● Text block:

BEGIN

The last day of January marked the 50th anniversary of my father’s death. At age 55, he drew his last breath in a New York City hospital, in the presence of my mother, one of my brothers, one of my sisters, and me. It was an event that some of us never entirely recovered from and that remains deeply imprinted on my psyche.
John Griffin died of bleeding stomach ulcers, a disease then common among journalists, but no longer fatal now as it could be in 1954. Ulcers of this sort had long afflicted my father, a newspaperman who had faced deadlines and other career pressures throughout his adult life.
As first a reporter, then Sunday editor, and finally editor-in-chief of the Boston Post, he worked for a newspaper that had been one of the largest in the United States and the most important in New England. In the years after World War II, however, it began a decline that would lead to its demise in 1956.
When I was a boy, Dad would leave the house after an early supper and go off to work until after midnight. I remember him setting out for the trolley at the bottom of our street in Watertown, headed for Newspaper Row on Washington Street in Boston. As his career progressed, he worked more conventional hours, though he would often cover stories that required him to go away.

END

● Natural-language object grounding data:
BEGIN

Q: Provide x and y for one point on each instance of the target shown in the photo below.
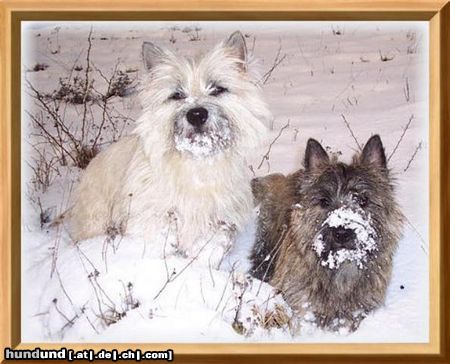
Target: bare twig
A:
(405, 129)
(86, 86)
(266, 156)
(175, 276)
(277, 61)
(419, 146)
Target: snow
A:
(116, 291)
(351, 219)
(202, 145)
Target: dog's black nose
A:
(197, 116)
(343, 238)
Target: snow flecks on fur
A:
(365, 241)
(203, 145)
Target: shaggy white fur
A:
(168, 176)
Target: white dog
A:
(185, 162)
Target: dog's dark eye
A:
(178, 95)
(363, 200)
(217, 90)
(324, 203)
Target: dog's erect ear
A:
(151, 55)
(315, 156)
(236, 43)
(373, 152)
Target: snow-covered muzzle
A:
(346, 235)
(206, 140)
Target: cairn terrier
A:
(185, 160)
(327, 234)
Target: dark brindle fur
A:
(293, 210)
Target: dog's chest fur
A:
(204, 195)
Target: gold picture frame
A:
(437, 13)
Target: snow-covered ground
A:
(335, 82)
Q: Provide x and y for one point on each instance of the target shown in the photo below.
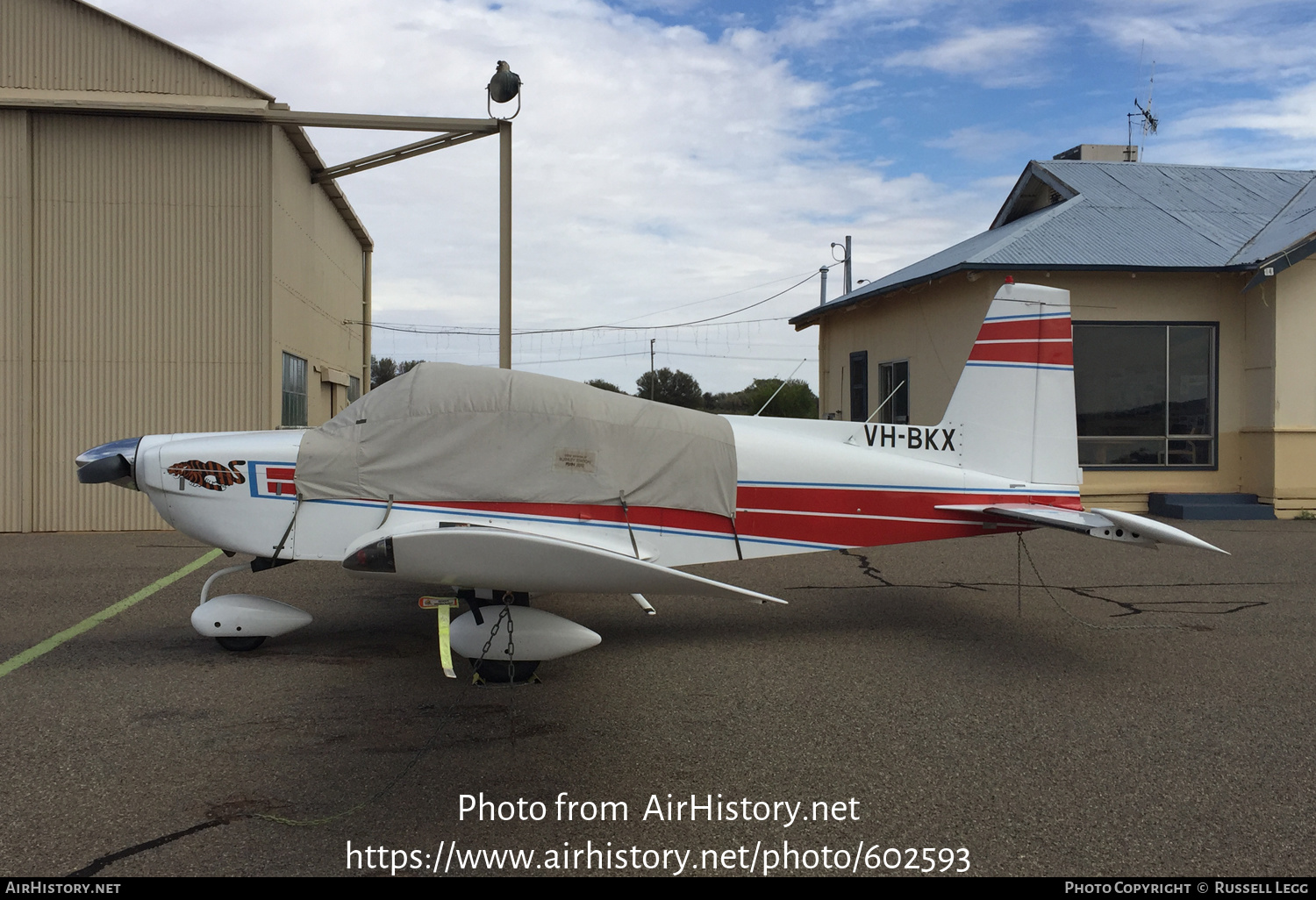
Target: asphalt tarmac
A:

END
BEGIN

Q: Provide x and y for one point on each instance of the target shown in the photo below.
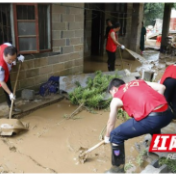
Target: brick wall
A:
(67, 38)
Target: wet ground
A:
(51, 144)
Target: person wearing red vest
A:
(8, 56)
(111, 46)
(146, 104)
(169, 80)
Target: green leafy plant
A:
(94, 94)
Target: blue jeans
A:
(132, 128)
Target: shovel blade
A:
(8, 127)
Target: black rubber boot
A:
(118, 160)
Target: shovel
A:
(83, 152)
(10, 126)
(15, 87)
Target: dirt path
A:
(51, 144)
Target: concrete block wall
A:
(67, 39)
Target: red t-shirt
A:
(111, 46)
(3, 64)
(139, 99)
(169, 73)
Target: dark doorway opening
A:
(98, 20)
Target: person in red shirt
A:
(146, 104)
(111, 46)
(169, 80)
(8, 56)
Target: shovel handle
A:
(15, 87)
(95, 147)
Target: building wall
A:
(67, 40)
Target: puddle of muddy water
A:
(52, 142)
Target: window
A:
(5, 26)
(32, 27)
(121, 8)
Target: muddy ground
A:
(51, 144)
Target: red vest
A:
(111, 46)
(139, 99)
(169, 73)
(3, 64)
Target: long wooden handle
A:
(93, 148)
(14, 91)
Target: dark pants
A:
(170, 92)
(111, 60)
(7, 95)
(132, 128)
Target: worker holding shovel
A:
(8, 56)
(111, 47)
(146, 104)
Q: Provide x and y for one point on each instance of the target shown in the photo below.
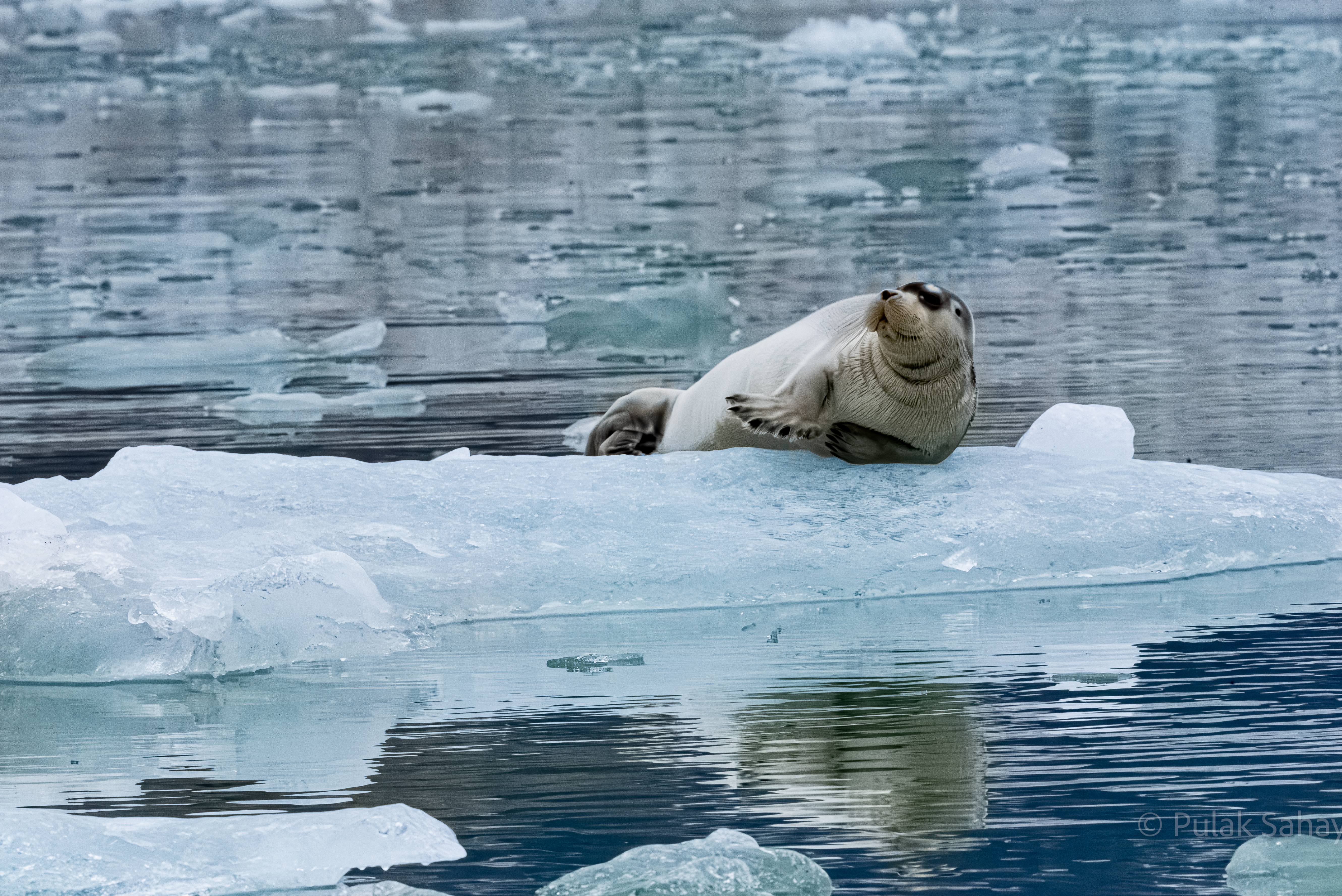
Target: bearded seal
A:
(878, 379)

END

● Problems and tasks:
1/ Name every position John Griffin held at the Boston Post, as the text about his death gives them.
2/ Resume the text about John Griffin's death after its final sentence.

● Task-by-task answers:
1/ Reporter, Sunday editor, editor-in-chief

2/
One such assignment took him away for several weeks. That came in 1939 when he sailed to Rome with Cardinal O’Connell for the election of a new pope to succeed Pius XI. The choice of Eugenio Pacelli who took the name Pius XII turned into one of the most fateful in history, given this pope’s still controverted role in the war.
For my father, the main focus of the ocean voyage was suspense as to whether O’Connell would reach Rome in time to vote. The Boston prelate had missed the two previous elections, arriving too late for inclusion among the cardinals who cast ballots. This time, as the Post’s correspondent duly documented, O’Connell made it to Vatican City just in time.
A year later, father followed the trail of Wendell Wilkie during the latter’s campaign for the president. How my father felt about this Republican candidate I do not know but it must have been evident early on that Wilkie would not dislodge Franklin Roosevelt.
In time, my father became a columnist as well, writing two columns a week in one stretch of ten years. It is perhaps unsurprising that his oldest son finds himself on a similar run some 50 years later. My dad also appeared regularly on a pioneering Boston television program, “Starring the Editors,” an activity that he seems to have enjoyed but that added to a heavy work load.
The death of her husband was an especially heavy blow for my mother. Alice Griffin, like many of the women of her time, was not prepared, either practically or psychologically, to go it alone after losing her spouse. She survived for another three decades herself but never entirely regained her ability to handle effectively her own problems and those of her family.
One of my brothers recently told me that he has never been reconciled to our father’s death. “The wound heals but a scar remains,” he said. I myself was 26 and already living away from home, so the death did not have quite the same impact on me.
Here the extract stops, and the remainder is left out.